Page text:
· · ·
Investing in real estate is one of the most effective ways to build wealth, generate passive income, and diversify your portfolio – and loans for investment properties are the place to start.
Securing the right loan for an investment property is just as important as choosing the property itself. The financing you choose can impact everything from your cash flow and ROI to your ability to scale your real estate portfolio.
At Defy Mortgage, we understand that traditional financing doesn’t always work for investors. Thanks to the rise of the gig economy – with around 35% of US workers now involved in some form of gig work – that’s never been more true.
That’s why we offer 75+ non-traditional lending options designed specifically for entrepreneurs, real estate investors, and self-employed borrowers who don’t fit the conventional lending mould. Whether you’re looking for a DSCR loan, P&L loan or home equity loan, we have solutions tailored to your unique investment strategy.
In this guide, we will break down the best financing options for investment properties, their pros and cons, and how to choose the right one for your goals. Please keep in mind that we do not offer all of the loan options listed below. If you have questions about our loan products or programs, please don’t hesitate to reach out:
1. Conventional Bank Loans
A conventional mortgage is the most familiar option for many investors. These loans are issued by banks and credit unions and adhere to Fannie Mae and Freddie Mac guidelines. However, unlike primary home loans, investment property mortgages require higher down payments (usually 20-30 percent) and stricter credit requirements.
Pros:
- Lower interest rates than hard money or private loans
- Long repayment terms (15-30 years)
- Stable, predictable payments with fixed-rate options
Cons:
- Requires a strong credit score (typically 680 or higher)
- Lenders will likely need to see at least two years of W-2s.
- Investment properties require higher down payments (20-30%)
- Rental income usually is not factored into your debt-to-income (DTI) ratio
Best for: Investors with strong credit, stable income, and significant cash reserves looking for long-term rental properties.
2. DSCR Loans (Debt Service Coverage Ratio Loans)
· · ·
Exercise tasks:
a) Decide whether each statement agrees with the loan guide: (i) conventional mortgages for investment properties usually need a down payment of 20 to 30 percent; (ii) Defy Mortgage offers every loan option the loan guide describes; (iii) with conventional loans, rental income is usually counted in the debt-to-income ratio. Answer yes or no for each, quoting the words from the loan guide that settle it.
b) Reproduce the stretch of the loan guide from "Securing the right" through "been more true.".
c) Take the loan guide further, picking up right after its last line.
None of the tasks requires the data.

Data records
· · ·
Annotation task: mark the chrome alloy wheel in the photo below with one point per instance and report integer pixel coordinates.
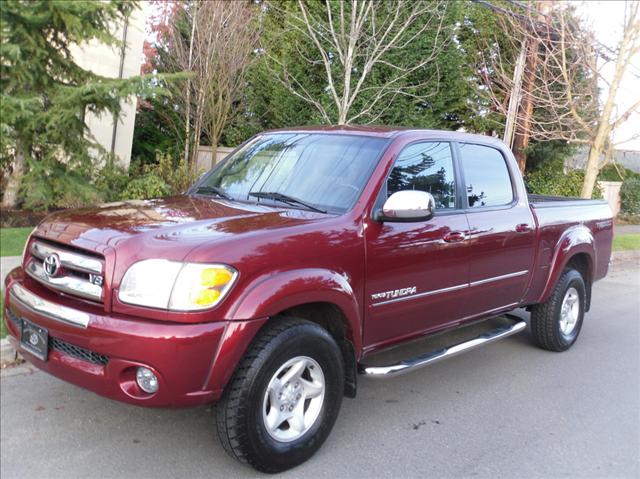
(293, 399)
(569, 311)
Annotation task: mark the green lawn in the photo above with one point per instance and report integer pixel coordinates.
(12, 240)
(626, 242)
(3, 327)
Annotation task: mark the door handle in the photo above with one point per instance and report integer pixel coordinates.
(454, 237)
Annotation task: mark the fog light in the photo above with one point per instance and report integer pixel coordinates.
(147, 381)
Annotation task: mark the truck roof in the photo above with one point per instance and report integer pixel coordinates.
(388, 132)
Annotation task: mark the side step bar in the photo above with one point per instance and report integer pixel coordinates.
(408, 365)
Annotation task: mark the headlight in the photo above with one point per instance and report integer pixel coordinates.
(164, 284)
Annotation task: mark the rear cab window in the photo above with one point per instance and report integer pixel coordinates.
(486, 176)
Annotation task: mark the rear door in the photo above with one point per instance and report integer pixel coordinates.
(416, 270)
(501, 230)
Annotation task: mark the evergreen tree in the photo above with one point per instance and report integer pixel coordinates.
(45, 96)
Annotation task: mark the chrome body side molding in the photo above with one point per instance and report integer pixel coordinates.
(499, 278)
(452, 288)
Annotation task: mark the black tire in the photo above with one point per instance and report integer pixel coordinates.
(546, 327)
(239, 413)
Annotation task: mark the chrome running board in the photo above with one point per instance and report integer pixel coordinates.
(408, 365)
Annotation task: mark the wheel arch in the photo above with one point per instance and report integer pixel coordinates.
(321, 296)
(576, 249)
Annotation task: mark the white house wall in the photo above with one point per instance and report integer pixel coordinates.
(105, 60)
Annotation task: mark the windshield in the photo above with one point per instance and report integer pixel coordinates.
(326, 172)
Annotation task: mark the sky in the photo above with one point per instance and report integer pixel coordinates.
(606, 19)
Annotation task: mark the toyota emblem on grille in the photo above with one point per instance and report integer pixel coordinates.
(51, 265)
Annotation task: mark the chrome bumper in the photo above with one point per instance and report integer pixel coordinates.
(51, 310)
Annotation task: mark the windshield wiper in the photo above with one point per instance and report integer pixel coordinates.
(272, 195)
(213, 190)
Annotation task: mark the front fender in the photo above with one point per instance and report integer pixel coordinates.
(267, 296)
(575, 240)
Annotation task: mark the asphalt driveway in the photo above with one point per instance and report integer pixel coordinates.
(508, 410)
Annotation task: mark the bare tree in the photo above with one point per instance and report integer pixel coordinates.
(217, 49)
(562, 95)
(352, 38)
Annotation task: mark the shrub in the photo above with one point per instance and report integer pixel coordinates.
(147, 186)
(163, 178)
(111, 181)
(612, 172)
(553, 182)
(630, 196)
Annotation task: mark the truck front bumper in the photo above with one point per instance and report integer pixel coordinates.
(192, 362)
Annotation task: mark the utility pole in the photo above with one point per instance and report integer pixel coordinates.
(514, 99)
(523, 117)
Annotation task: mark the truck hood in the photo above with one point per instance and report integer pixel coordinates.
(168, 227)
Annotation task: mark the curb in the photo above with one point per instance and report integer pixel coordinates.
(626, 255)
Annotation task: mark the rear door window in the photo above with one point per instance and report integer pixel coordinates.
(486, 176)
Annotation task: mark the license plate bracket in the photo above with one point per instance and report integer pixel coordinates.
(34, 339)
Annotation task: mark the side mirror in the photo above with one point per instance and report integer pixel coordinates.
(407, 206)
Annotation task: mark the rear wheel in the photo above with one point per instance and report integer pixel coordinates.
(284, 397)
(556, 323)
· · ·
Task-by-task answers:
a)
(i) Yes: "investment property mortgages require higher down payments (usually 20-30 percent)"
(ii) No: "Please keep in mind that we do not offer all of the loan options listed below."
(iii) No: "Rental income usually is not factored into your debt-to-income (DTI) ratio"

b)
Securing the right loan for an investment property is just as important as choosing the property itself. The financing you choose can impact everything from your cash flow and ROI to your ability to scale your real estate portfolio.
At Defy Mortgage, we understand that traditional financing doesn’t always work for investors. Thanks to the rise of the gig economy – with around 35% of US workers now involved in some form of gig work – that’s never been more true.

c)
Debt Service Coverage Ratio (DSCR) loans are one of the best financing options for real estate investors because they focus on the property’s income rather than the borrower’s personal income. Instead of requiring W-2s, tax returns, or pay stubs, lenders approve you based on whether the rental income from the property can cover the loan payments.
Pros:
- No personal income verification required
- Qualify using rental income — more flexibility
- Perfect for rental properties — approval is based on cash flow
- No impact on personal DTI, allowing for easy portfolio growth
Cons:
- Higher interest rates than conventional loans
- Not suitable for owner-occupied properties
- Must meet lender-specific DSCR minimums (typically 1.0-1.25x) but not at Defy, we accept DSCR down to 0.75!
Best for: Real estate investors looking to finance single-family rentals, multifamily units, or short-term rentals without personal income verification.
3. Hard Money Loans
Hard money loans are short-term, asset-based loans used primarily for fix-and-flip or value-add projects. These loans are secured by the property’s after-repair value (ARV) rather than the borrower’s credit or income.
Pros:
- Quick approval and funding (as fast as 7-10 days)
- No need for perfect credit — approval is based on the deal
- Great for investors who need short-term financing for flips or BRRRR (Buy, Rehab, Rent, Refinance, Repeat)
Cons:
- Higher interest rates (8-15 percent or more)
- Usually need some sort of demonstrated history of successful prior flips
- Short loan terms (typically 6-24 months)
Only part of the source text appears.